In many instances, such as the provision of support to Venezuela, China and Russia are working in parallel if not in tandem.  Another example of this is China’s conclusion of a 25-year economic cooperation agreement with the ‘mullahocracy’ in Iran.  Moscow and Beijing have long sought to get Iran out from under US-sponsored sanctions, evoking concerns about a new anti-democratic Tripartite Pact intended - as was the 1940 original - “to establish a new order of things.”  Implementation of the China-Iran Pact, which stresses “numerous areas of joint cooperation such as energy, infrastructure, industry and technology”, may not always go smoothly.  As they have demonstrated with the BRI, the Chinese Communists have a way of wearing on their partners.  And Iranians are, no doubt (and rightly), bitter over the devastating impact of a COVID virus imported from the PRC.  But the agreement serves the anti-American ends of both countries.  Beijing’s deal with Tehran increases its influence over a key regional power, making Tehran a ready customer for Chinese arms sales while granting the PRC a steady source of oil.  The pact also greatly complicates any attempt by the US and its allies to isolate Iran in response to its nuclear program.  It is hard to envision the US Navy stopping Chinese-flagged tankers or ships transporting weaponry that transit the Straits of Hormuz under any foreseeable regime of sanctions directed against Tehran.  Finally, the deal with Iran strengthens Chinese sway over yet another rogue regime that – in addition to North Korea - can be influenced or pressured by Beijing to act to its benefit in distracting or belaboring the US.  While it remains to be seen how closely China and Russia can work together with the Tehran regime, such an arrangement would portend nothing good for US friends and allies in the region and engender inevitable questions regarding the resiliency of the American commitment to them.

> [Supplied information]:
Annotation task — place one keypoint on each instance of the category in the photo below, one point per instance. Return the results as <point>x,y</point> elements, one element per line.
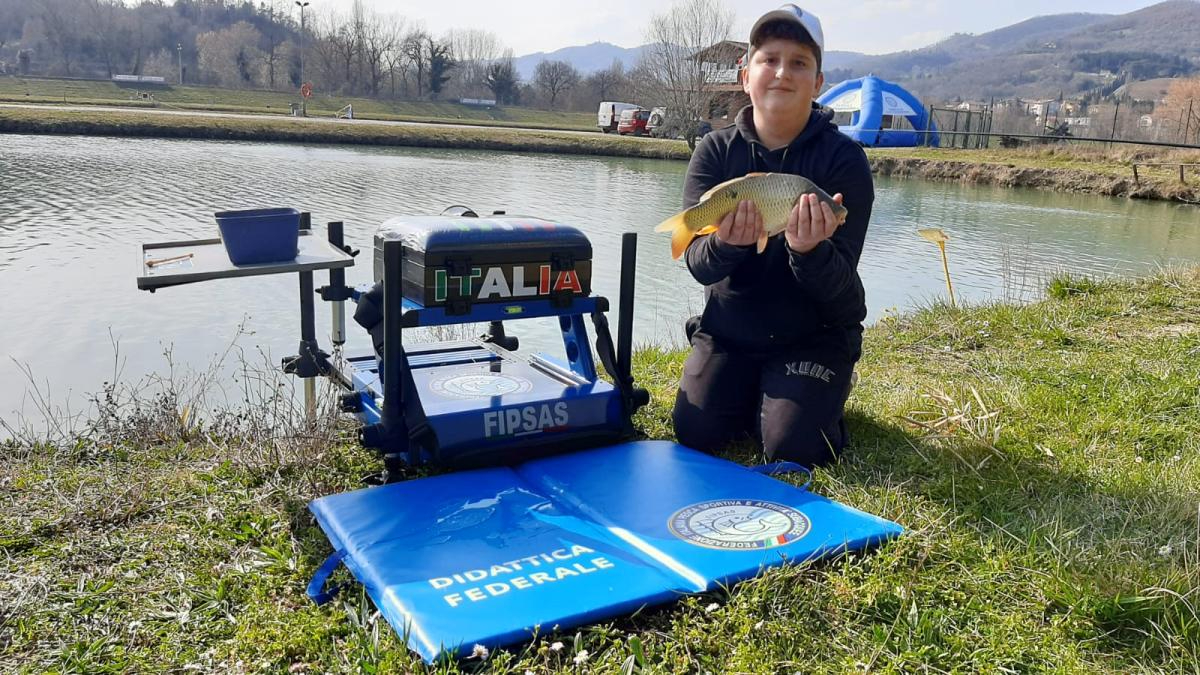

> [Parts of the exercise]:
A - Returning to the passage on China's pact with Iran, list the areas of joint cooperation that it quotes from the agreement.
B - Resume the passage on China's pact with Iran after its final sentence and carry it forward in the same formal register.

> [Results in order]:
A - Energy, infrastructure, industry and technology.

B -
China also seems to have learned from Russia’s effective use of information operations against the West, and the US in particular.  The chaos unleashed in American politics by the relatively small-scale active measures campaign mounted by Russian intelligence in seeking to influence the 2016 Presidential election - an operation that shook Americans’ faith in their democratic system and institutions by engendering a still widely held, albeit long-since discredited, belief in purported collusion between that election’s victor and the Kremlin - was something its authors could never have anticipated.  Having benefitted from such operations, Putin recently made public Russia’s long-held goal of dominating the “information space”.  To that end, Moscow seeks to undermine the Western-led international system that currently governs the internet by putting in place treaties, regulations and compliant oversight officials that will ensure Russia’s ability to continue to exploit the internet both as a means of undertaking active measures operations against its adversaries and to control information flowing to, and between, the Russian people.  China’s aspirations in the information warfare realm are similarly grandiose.  In 2013, Xi said that China should view the Internet itself as a  “new focal point of its national strategic contest” with the US with the goal of exercising “discourse power” over global communications.  Xi has been as good as his word, with his intelligence services and the Chinese Communist Party (CCP) United Front Works Department mounting an ongoing disinformation and influence campaign that FBI Director Christopher Wray has described as “a whole-of-state effort to become the world’s only superpower by any means.”